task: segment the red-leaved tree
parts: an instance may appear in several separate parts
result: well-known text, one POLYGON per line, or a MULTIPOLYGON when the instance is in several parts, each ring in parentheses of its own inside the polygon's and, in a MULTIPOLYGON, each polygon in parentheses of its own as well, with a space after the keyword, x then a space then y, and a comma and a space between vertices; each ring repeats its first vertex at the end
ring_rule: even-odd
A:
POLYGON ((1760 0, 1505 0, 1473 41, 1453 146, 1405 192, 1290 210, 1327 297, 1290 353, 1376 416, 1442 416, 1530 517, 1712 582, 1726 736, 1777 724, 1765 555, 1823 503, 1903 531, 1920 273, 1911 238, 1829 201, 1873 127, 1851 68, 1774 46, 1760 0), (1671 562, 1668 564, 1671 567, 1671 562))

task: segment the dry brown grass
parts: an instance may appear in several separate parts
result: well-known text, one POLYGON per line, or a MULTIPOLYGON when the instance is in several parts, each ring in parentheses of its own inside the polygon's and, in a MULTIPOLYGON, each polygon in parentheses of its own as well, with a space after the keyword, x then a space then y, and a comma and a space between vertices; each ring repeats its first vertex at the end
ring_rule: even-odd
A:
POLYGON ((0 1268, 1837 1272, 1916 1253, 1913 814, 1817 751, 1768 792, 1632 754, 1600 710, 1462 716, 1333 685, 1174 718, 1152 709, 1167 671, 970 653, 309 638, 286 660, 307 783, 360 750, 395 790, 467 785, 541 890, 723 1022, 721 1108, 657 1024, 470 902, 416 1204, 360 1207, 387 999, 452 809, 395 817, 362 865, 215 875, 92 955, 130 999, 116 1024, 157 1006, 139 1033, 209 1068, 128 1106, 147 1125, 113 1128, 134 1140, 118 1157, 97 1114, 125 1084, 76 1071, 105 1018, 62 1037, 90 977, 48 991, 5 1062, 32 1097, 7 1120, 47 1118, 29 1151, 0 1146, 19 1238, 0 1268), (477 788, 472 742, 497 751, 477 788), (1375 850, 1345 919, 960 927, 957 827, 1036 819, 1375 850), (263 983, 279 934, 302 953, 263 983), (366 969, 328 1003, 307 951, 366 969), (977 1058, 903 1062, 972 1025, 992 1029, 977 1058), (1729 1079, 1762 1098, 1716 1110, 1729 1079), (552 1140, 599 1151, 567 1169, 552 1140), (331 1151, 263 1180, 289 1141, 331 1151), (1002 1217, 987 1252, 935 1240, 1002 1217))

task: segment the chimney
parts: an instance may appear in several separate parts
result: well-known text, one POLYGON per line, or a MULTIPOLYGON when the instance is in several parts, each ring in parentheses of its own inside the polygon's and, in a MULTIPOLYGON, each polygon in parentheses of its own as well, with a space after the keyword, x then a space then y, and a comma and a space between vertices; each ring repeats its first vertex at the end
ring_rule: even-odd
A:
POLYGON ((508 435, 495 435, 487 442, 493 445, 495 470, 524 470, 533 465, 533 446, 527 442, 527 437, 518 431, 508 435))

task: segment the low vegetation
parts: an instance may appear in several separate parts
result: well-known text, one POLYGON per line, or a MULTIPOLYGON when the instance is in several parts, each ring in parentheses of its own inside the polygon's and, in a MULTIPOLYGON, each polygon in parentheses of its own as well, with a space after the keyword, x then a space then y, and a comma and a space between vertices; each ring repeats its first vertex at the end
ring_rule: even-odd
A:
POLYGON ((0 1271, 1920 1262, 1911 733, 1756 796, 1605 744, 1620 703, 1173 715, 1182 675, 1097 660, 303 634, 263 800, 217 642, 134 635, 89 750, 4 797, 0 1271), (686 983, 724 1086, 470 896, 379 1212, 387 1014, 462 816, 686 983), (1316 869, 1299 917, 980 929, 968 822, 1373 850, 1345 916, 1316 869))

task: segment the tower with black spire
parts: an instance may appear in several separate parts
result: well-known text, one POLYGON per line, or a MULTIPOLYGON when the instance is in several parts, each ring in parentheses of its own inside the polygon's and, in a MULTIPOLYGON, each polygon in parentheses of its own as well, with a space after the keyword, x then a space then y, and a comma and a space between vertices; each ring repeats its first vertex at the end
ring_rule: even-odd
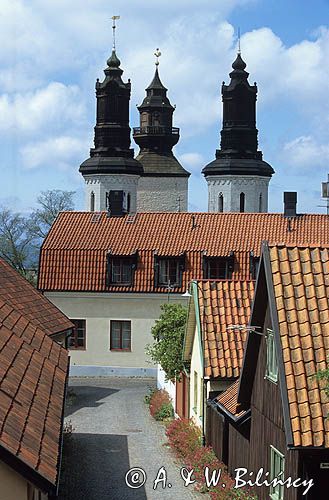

○ ○ ○

• [Exercise directions]:
In the records above, each line with the string "segment" should be copied.

• [Written answer]:
task: segment the red-leaved tree
task: segment the dry brown grass
task: segment the chimney
task: segment the low vegetation
task: segment the tower with black spire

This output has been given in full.